**Provided data**

--*--

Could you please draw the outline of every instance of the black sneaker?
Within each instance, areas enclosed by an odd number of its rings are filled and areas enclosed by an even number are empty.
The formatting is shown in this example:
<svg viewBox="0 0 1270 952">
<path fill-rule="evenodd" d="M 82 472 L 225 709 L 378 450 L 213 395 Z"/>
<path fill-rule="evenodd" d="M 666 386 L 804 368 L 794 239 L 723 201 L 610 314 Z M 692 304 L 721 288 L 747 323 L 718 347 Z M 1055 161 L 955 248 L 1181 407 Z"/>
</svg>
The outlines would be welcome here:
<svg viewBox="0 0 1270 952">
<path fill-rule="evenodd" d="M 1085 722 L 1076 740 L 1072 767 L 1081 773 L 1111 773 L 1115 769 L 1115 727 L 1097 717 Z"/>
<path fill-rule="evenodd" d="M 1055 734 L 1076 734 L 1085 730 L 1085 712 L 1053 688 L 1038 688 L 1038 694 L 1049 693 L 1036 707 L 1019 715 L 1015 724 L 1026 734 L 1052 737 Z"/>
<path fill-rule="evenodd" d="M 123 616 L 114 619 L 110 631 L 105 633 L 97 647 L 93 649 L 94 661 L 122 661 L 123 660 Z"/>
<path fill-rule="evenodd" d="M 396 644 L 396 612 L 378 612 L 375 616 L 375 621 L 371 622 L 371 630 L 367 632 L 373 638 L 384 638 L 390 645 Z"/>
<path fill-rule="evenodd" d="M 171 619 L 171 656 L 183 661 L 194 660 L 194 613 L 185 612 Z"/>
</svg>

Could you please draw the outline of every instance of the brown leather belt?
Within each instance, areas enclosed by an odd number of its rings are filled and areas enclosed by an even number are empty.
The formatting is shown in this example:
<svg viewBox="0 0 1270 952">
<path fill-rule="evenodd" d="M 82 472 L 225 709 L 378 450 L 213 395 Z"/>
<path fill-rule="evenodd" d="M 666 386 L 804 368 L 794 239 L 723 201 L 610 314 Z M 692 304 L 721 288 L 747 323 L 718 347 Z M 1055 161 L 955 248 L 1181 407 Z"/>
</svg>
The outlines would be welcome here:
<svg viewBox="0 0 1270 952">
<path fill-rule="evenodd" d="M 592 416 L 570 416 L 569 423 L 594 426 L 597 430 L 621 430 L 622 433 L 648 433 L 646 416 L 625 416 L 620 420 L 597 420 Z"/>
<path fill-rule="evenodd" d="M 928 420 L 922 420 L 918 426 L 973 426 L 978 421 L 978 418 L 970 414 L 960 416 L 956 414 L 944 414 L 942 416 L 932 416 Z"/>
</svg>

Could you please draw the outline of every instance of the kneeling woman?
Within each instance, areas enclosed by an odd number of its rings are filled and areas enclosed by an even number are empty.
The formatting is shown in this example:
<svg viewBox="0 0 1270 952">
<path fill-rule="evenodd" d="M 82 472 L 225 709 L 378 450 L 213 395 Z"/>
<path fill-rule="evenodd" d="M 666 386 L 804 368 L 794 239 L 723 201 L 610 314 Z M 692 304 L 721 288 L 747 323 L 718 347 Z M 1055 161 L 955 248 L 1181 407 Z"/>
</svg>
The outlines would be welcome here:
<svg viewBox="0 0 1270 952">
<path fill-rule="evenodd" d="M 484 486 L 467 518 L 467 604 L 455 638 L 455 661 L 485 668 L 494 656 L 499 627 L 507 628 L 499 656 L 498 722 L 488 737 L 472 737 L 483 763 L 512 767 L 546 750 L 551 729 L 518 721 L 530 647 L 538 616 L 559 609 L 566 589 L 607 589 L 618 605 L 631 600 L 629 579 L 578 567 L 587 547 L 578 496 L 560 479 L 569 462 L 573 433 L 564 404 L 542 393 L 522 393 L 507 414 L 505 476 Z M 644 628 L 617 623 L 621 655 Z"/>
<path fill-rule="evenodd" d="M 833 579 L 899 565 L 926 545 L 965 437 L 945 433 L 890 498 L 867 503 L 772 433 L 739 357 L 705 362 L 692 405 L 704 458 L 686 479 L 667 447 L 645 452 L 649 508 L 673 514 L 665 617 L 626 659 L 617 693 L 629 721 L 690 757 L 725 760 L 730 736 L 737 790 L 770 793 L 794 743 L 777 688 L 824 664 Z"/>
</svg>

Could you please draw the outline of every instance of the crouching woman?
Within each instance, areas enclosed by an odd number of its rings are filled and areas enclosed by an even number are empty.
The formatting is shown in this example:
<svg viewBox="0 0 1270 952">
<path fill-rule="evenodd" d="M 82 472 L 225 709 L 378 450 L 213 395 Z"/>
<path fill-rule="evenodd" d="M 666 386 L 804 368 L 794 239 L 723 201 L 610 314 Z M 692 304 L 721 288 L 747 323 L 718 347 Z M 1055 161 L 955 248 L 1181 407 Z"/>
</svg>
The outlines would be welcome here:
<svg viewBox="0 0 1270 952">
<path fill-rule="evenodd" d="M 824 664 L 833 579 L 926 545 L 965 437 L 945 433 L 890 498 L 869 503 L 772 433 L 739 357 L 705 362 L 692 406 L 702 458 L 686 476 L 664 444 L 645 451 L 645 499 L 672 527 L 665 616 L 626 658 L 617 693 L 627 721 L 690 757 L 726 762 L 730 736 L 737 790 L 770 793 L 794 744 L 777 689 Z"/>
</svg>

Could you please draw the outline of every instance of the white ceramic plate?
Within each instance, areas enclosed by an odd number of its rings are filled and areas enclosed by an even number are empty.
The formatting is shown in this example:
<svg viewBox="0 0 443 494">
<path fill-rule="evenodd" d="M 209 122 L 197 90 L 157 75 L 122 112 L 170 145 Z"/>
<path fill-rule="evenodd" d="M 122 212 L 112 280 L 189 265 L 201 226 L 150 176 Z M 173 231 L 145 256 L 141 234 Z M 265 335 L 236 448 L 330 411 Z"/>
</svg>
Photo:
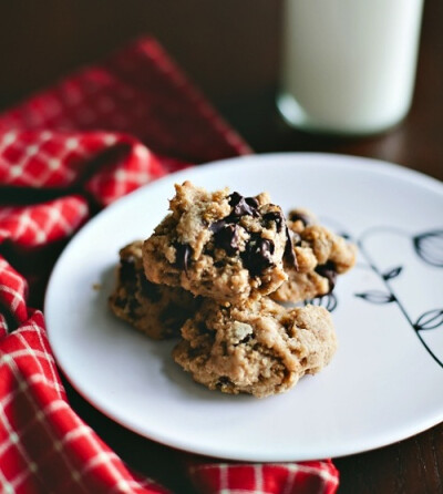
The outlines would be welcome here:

--*--

**What you will do**
Reproduce every one of the records above word for word, leaving out the pictures.

**Answer below**
Could you please draw the outline of every instance of the black sneaker?
Within each instance, areas enclosed by an odd number of its rings are filled and areas enclosed by an even number are empty.
The formatting is shown in this example:
<svg viewBox="0 0 1270 952">
<path fill-rule="evenodd" d="M 82 472 L 225 709 L 378 450 L 213 395 Z"/>
<path fill-rule="evenodd" d="M 666 386 L 804 368 L 794 239 L 723 201 L 610 314 Z M 692 304 L 721 288 L 747 323 L 718 347 Z M 1055 161 L 955 248 L 1181 407 Z"/>
</svg>
The outlines would be welcome here:
<svg viewBox="0 0 1270 952">
<path fill-rule="evenodd" d="M 1085 722 L 1076 740 L 1072 767 L 1081 773 L 1111 773 L 1115 769 L 1115 727 L 1097 717 Z"/>
<path fill-rule="evenodd" d="M 1055 734 L 1076 734 L 1085 730 L 1085 712 L 1053 688 L 1038 688 L 1038 694 L 1049 693 L 1036 707 L 1019 715 L 1015 724 L 1026 734 L 1052 737 Z"/>
<path fill-rule="evenodd" d="M 123 616 L 114 619 L 110 631 L 105 633 L 97 647 L 93 649 L 94 661 L 122 661 L 123 660 Z"/>
<path fill-rule="evenodd" d="M 396 644 L 396 612 L 378 612 L 375 616 L 375 621 L 371 622 L 371 630 L 367 632 L 373 638 L 384 638 L 390 645 Z"/>
<path fill-rule="evenodd" d="M 171 619 L 171 656 L 183 661 L 194 660 L 194 613 L 185 612 Z"/>
</svg>

Could you please draw the outline of every instance of the brown leather belt?
Within each instance, areas enclosed by an odd number of its rings are filled and areas enclosed by an even number are empty.
The formatting is shown in this example:
<svg viewBox="0 0 1270 952">
<path fill-rule="evenodd" d="M 82 472 L 225 709 L 378 450 L 213 395 Z"/>
<path fill-rule="evenodd" d="M 666 386 L 804 368 L 794 239 L 723 201 L 610 314 Z M 692 304 L 721 288 L 747 323 L 718 347 Z M 1055 161 L 955 248 L 1181 407 Z"/>
</svg>
The outlines would be welcome here:
<svg viewBox="0 0 1270 952">
<path fill-rule="evenodd" d="M 592 416 L 570 416 L 569 423 L 594 426 L 597 430 L 621 430 L 622 433 L 648 433 L 646 416 L 625 416 L 620 420 L 597 420 Z"/>
<path fill-rule="evenodd" d="M 928 420 L 922 420 L 918 426 L 973 426 L 978 421 L 978 418 L 970 414 L 960 416 L 956 414 L 944 414 L 942 416 L 932 416 Z"/>
</svg>

Could you please draw the outline of every instance of the kneeling woman?
Within each instance, areas enclosed by an odd number of its rings are filled and areas enclosed by an even number are empty.
The formatting is shown in this example:
<svg viewBox="0 0 1270 952">
<path fill-rule="evenodd" d="M 82 472 L 225 709 L 378 450 L 213 395 Z"/>
<path fill-rule="evenodd" d="M 666 386 L 804 368 L 794 239 L 723 201 L 610 314 Z M 692 304 L 721 288 L 747 323 L 718 347 Z M 1055 161 L 955 248 L 1181 407 Z"/>
</svg>
The outlines would be welcome here:
<svg viewBox="0 0 1270 952">
<path fill-rule="evenodd" d="M 484 486 L 467 518 L 467 604 L 455 638 L 455 661 L 485 668 L 494 656 L 499 627 L 507 628 L 499 656 L 498 722 L 488 737 L 472 737 L 483 763 L 512 767 L 546 750 L 551 729 L 518 721 L 530 647 L 538 616 L 559 609 L 566 589 L 607 589 L 618 605 L 631 600 L 629 579 L 578 567 L 587 547 L 578 496 L 560 479 L 569 462 L 573 433 L 564 404 L 542 393 L 522 393 L 507 414 L 505 476 Z M 644 628 L 617 623 L 621 655 Z"/>
<path fill-rule="evenodd" d="M 833 579 L 899 565 L 926 545 L 965 437 L 945 433 L 890 498 L 867 503 L 772 433 L 739 357 L 705 362 L 692 405 L 704 458 L 686 479 L 667 447 L 645 452 L 649 508 L 673 514 L 665 617 L 626 659 L 617 693 L 629 721 L 690 757 L 725 760 L 730 736 L 737 790 L 770 793 L 794 743 L 777 688 L 824 664 Z"/>
</svg>

Could you please draw the outline of every instance of the crouching woman?
Within each instance, areas enclosed by an odd number of its rings are filled and areas enclosed by an even number are empty.
The formatting is shown in this example:
<svg viewBox="0 0 1270 952">
<path fill-rule="evenodd" d="M 82 472 L 225 709 L 378 450 L 213 395 Z"/>
<path fill-rule="evenodd" d="M 666 386 L 804 368 L 794 239 L 723 201 L 610 314 Z M 692 304 L 721 288 L 747 323 L 718 347 Z M 1055 161 L 955 248 L 1181 407 Z"/>
</svg>
The outlines would be welcome here:
<svg viewBox="0 0 1270 952">
<path fill-rule="evenodd" d="M 824 664 L 833 579 L 926 545 L 965 437 L 945 433 L 890 498 L 869 503 L 772 433 L 739 357 L 705 362 L 692 406 L 702 458 L 686 476 L 664 444 L 645 451 L 645 499 L 672 527 L 665 616 L 626 658 L 617 693 L 627 721 L 690 757 L 726 762 L 730 736 L 737 790 L 770 793 L 794 744 L 777 689 Z"/>
</svg>

Could you please draw the outline of every instance of the white ceramic plate?
Within each instance, areas enclosed by an odd number of its rings are filled and areas enclosed by an even number are empty.
The formatting is shown in this example:
<svg viewBox="0 0 443 494">
<path fill-rule="evenodd" d="M 209 122 L 197 90 L 157 75 L 122 112 L 170 145 Z"/>
<path fill-rule="evenodd" d="M 122 212 L 112 280 L 189 265 L 201 226 L 150 176 Z M 173 231 L 145 256 L 141 234 Z M 265 335 L 236 448 L 330 411 Z"/>
</svg>
Photo:
The outlines would be welcome here:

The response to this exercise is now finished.